[PARTS OF THE EXERCISE]:
- A) Copy the passage of the column about the son's leftover bags from "My son Amar" to "into jellied eels." word for word.
- B) Write the next part of the column about the son's leftover bags, picking up right after its final sentence.
* BEGIN PAGE EXCERPT *
A mixed bag of bags

Of bags and baggage and mysterious parcels

March 09, 2018 03:42 pm | Updated 03:42 pm IST - Thiruvananthapuram

 Illustration: Sreejith R. Kumar

Illustration: Sreejith R. Kumar

My son Amar came and went after a brief visit, leaving behind intriguingly shaped bags and parcels. “What should I do with them?” I called him to ask. “They are occupying all the space in your room.”

“Space is meant to be occupied,” said my pragmatic son. Astrophysicists out there, please note. “Maybe,” I responded. “But traversing your room is like practising steeple chase leaps. Whatever is inside them?”

“Clothes and some odds and ends I had collected while in Chennai and Bangalore,” he explained. “Keep what you can and throw what you can’t,” he said before signing off.

His advice reminded me of a sentence given as an example of ambiguity in an English grammar book —‘The English eat what they can and can what they can’t,’ — a sentence probably crafted by a disgruntled Scotsman after biting into jellied eels.

“When he says keep what you can, he means keep everything,” said my husband in a resigned tone. He has, for years and with negligible success, been trying to get rid of what he calls “accumulated junk” but what my son and I believe are “things-that-will-save-the world-from-certain-annihilation.”

Prized possessions

Mysterious, unopened bags are as irresistible as unread diaries; you never know what they may yield. With the eagerness of a greenhorn sleuth on his first project, I opened the first bag I tripped over. “Clothes!” I reported to my husband, as if it was an exciting find. Rule number one for a detective: “Everything, even the most ordinary item found and identified, is cause for celebration.”
* END PAGE EXCERPT *
* BEGIN SUPPLIED INFORMATION *
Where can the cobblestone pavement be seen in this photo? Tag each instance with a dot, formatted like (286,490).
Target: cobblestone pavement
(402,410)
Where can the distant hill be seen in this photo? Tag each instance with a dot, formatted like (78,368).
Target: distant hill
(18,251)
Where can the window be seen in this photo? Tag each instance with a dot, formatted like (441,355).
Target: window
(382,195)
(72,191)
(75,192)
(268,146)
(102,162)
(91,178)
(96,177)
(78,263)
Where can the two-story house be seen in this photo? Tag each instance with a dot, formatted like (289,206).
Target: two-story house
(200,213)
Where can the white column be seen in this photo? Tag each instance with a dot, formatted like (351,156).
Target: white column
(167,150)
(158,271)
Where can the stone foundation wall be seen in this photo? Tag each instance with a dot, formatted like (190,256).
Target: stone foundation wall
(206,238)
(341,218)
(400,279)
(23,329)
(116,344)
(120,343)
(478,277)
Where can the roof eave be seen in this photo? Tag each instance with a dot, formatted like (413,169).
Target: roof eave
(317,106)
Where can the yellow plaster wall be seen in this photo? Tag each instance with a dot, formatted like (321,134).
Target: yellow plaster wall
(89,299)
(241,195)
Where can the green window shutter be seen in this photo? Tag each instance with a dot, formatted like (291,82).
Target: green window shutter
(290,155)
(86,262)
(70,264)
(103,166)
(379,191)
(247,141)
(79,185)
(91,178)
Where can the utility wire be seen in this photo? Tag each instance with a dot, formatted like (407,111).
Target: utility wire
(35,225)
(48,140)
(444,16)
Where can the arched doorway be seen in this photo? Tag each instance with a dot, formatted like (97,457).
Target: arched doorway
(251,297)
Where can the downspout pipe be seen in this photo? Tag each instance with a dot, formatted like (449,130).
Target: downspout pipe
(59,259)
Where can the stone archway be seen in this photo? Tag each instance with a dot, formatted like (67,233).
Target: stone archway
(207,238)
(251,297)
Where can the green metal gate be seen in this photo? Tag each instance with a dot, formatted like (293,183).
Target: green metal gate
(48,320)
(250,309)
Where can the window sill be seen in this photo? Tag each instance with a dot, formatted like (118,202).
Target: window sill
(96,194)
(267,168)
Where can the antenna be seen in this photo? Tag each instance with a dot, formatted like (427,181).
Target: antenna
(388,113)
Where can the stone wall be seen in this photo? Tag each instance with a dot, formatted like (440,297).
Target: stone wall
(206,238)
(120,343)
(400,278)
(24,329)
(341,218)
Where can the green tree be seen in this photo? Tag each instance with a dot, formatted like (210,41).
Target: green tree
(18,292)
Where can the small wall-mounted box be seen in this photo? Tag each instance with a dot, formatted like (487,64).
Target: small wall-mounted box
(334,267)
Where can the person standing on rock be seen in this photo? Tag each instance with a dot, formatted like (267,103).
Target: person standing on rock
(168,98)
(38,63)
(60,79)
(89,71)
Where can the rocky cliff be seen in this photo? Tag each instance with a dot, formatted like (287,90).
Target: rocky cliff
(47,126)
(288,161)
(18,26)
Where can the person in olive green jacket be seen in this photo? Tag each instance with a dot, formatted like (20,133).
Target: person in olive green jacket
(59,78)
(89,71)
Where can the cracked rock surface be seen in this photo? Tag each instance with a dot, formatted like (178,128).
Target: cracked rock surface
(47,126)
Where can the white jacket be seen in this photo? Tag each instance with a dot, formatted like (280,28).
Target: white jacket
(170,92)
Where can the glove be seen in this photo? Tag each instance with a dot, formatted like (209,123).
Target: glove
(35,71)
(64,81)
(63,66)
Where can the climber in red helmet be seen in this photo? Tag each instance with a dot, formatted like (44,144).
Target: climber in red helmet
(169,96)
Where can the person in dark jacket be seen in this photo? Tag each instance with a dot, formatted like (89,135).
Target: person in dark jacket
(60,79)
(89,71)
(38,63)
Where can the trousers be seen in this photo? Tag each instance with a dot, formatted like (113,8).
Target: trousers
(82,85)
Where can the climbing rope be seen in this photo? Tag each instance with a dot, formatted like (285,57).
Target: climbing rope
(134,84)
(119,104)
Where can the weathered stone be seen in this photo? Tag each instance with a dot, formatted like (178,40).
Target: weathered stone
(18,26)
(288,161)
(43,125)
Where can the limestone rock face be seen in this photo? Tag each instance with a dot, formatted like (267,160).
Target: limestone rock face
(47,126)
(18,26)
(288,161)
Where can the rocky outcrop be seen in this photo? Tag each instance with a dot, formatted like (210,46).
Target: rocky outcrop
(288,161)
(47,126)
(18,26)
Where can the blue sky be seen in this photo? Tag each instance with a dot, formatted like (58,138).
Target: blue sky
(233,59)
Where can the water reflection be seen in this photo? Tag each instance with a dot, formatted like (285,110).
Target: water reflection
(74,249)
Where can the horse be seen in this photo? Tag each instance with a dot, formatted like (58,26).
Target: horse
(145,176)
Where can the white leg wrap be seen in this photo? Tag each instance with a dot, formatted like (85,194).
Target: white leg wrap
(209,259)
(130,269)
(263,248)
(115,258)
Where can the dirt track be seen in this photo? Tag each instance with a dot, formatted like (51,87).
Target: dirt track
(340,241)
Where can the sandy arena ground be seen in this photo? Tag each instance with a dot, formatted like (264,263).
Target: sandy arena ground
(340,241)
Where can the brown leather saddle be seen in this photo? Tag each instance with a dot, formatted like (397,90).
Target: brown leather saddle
* END SUPPLIED INFORMATION *
[TASK-BY-TASK RESULTS]:
- A)
My son Amar came and went after a brief visit, leaving behind intriguingly shaped bags and parcels. “What should I do with them?” I called him to ask. “They are occupying all the space in your room.”

“Space is meant to be occupied,” said my pragmatic son. Astrophysicists out there, please note. “Maybe,” I responded. “But traversing your room is like practising steeple chase leaps. Whatever is inside them?”

“Clothes and some odds and ends I had collected while in Chennai and Bangalore,” he explained. “Keep what you can and throw what you can’t,” he said before signing off.

His advice reminded me of a sentence given as an example of ambiguity in an English grammar book —‘The English eat what they can and can what they can’t,’ — a sentence probably crafted by a disgruntled Scotsman after biting into jellied eels.

- B)
“And, look, books!” “Books?” This got my husband’s attention and he joined in the voyage of discovery. “Very good books,” he exclaimed, sounding approving. “We’ll keep them all.”

The next couple of bags yielded more clothes. I contacted my son once again to find out what exactly he wanted kept and what he wanted disposed. I know how upsetting it is when some shabby but favourite possession is given away behind your back. “All the books and most of the clothes,” he said. “Keep the socks and the towels. The sheets and hankies too. Retain the bags, they’re all good. And everything else you think will come in handy.” Before ending the call, he asked his father to take whatever he wanted for himself.

There was a variety of T-shirts, an excellent collection with weird designs or witty quotes on them. My husband looked long and hard at one with the caption, ‘The universe is made of protons, neutrons, electrons and morons,’ and offered it to me.

“Clothes, books, books, clothes!” I muttered, stuffing the T-shirt into one of the “To Keep” bags. In fact, there was no “To Discard” bag. “Didn’t he collect anything else? Some chocolates, for instance? What about the “odds and ends” he had mentioned?”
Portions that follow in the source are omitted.